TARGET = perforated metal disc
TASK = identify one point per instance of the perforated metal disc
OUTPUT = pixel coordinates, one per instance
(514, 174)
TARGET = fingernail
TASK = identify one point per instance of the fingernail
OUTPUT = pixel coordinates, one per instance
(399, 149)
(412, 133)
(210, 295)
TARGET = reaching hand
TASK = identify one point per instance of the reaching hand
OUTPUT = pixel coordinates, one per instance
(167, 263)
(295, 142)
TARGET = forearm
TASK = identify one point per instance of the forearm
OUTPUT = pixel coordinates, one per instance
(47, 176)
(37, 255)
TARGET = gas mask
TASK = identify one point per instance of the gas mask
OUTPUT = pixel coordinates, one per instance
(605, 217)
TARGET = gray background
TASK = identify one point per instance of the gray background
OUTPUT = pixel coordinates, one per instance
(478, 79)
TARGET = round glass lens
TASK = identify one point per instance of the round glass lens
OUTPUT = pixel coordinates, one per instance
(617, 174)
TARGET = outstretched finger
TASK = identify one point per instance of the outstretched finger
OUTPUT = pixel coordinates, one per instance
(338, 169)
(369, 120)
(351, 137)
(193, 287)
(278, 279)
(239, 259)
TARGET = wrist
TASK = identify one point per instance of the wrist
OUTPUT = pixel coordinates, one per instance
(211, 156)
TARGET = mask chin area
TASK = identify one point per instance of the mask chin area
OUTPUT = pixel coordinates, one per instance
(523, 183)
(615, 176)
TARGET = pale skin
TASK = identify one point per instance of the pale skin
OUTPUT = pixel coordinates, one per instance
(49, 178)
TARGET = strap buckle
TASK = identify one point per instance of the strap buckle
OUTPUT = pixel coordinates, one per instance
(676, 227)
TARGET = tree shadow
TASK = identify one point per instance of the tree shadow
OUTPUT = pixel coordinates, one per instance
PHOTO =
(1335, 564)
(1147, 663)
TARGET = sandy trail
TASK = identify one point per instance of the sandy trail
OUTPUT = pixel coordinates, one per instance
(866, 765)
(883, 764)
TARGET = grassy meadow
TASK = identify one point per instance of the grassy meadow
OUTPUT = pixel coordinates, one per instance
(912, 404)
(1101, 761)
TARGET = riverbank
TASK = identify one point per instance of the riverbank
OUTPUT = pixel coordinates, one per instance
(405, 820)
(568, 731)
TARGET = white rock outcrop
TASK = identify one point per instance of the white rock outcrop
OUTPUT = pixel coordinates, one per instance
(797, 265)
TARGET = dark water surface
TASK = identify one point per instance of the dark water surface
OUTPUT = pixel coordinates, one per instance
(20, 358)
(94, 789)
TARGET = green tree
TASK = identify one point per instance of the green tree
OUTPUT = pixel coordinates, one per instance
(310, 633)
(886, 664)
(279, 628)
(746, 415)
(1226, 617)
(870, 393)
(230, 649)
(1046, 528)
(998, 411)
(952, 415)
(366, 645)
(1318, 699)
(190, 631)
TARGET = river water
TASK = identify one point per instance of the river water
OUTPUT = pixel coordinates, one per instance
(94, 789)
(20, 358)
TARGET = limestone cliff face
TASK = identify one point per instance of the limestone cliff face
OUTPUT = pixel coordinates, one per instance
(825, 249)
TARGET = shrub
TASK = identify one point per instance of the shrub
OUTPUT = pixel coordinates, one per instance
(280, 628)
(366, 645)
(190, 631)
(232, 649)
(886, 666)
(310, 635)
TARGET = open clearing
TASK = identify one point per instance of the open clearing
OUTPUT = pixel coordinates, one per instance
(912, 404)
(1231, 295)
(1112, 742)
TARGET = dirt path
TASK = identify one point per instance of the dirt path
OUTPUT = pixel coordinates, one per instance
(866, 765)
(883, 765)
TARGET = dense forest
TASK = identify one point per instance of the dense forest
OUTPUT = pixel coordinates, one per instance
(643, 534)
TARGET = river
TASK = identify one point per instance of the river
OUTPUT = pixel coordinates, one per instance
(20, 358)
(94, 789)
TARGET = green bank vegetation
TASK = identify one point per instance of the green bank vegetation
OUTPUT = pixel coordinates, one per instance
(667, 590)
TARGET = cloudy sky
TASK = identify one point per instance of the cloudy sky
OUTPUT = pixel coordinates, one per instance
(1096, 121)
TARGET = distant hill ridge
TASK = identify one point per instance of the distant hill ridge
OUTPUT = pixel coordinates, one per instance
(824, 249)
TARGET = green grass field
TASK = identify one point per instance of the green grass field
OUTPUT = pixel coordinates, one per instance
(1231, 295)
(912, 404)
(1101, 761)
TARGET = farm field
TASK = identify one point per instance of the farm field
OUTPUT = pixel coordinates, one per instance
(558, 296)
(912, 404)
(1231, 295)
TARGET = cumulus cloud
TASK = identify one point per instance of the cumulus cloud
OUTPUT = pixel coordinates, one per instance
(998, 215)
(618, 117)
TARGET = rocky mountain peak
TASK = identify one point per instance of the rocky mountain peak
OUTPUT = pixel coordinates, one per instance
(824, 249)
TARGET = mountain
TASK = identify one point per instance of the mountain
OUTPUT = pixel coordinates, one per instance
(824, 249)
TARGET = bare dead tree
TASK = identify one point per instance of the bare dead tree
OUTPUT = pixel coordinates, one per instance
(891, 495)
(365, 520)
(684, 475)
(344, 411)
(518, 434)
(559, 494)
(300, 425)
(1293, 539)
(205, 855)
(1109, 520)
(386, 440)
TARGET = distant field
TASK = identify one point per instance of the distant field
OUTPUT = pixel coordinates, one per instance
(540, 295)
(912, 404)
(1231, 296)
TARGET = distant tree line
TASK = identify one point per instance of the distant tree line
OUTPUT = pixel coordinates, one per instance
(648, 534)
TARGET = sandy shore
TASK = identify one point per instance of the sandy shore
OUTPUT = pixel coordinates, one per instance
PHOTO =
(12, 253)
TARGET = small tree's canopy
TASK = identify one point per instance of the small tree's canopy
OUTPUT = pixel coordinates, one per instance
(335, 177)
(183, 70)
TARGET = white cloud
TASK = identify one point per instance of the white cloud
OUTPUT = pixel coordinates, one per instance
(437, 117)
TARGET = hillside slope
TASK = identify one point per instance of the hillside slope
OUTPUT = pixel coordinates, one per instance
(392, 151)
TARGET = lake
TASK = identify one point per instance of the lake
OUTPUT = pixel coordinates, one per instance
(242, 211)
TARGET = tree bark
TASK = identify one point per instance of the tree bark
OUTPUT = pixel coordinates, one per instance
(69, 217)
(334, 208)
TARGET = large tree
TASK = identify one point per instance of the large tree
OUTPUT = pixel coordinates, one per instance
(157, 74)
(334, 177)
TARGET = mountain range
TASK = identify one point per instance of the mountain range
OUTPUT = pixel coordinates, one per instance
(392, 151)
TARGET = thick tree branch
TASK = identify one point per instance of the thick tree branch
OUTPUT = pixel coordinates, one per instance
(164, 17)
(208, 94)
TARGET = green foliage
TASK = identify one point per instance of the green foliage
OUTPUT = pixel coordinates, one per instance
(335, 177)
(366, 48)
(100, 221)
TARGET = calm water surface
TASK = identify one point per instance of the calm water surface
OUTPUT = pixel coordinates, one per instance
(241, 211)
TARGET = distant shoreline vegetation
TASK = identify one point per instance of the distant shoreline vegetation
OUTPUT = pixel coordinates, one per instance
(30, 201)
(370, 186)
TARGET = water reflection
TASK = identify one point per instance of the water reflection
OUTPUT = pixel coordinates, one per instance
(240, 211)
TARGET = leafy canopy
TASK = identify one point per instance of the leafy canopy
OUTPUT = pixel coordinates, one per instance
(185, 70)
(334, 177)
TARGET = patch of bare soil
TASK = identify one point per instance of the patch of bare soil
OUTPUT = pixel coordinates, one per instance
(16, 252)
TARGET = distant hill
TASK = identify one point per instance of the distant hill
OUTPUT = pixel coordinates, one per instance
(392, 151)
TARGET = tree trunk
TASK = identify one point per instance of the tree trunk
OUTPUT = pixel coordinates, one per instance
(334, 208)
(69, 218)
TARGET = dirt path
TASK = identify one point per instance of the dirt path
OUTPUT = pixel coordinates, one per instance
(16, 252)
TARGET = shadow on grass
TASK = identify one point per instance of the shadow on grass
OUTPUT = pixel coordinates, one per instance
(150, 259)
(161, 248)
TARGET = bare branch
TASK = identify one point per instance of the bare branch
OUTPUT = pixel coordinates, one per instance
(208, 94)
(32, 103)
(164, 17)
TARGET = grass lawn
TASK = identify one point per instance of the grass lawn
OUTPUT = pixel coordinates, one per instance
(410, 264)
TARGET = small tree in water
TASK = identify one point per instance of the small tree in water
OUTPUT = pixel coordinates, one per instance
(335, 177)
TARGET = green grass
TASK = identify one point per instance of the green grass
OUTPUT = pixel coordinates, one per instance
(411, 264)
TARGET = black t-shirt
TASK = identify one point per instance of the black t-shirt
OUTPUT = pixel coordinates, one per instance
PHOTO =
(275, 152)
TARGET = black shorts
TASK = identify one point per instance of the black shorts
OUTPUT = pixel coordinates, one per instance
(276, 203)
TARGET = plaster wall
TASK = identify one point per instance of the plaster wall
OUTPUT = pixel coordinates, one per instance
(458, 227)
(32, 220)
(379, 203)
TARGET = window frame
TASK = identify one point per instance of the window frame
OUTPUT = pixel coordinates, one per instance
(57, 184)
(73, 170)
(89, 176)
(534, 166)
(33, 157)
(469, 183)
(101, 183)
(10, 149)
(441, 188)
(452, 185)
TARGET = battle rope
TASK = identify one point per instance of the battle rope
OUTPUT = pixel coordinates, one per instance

##########

## TASK REQUIREMENTS
Return the stretch from the line that contains "TARGET = battle rope" through the end of the records, copying each line without any change.

## ANSWER TO THIS EXERCISE
TARGET = battle rope
TASK = identify one point per instance of the battle rope
OUTPUT = pixel coordinates, one per instance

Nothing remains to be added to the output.